**TASK STATEMENT**.
Can you express the lines below as a JSON list of strings, one string per line, skipping blank lines and leaving the pictures out?

**INPUT DATA**.
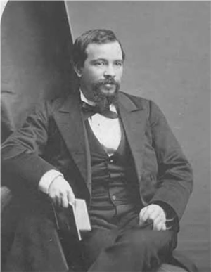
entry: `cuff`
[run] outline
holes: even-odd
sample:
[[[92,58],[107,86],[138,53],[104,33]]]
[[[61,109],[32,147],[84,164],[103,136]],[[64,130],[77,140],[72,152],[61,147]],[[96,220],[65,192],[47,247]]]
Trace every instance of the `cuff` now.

**RESULT OF THIS TASK**.
[
  "entry: `cuff`",
  "[run] outline",
  "holes: even-odd",
  "sample:",
  "[[[92,58],[107,86],[138,53],[104,33]]]",
  "[[[61,109],[32,147],[84,164],[103,136]],[[64,130],[77,140],[72,152],[61,147]],[[96,220],[65,192],[47,247]]]",
  "Trace every instance of the `cuff` now."
]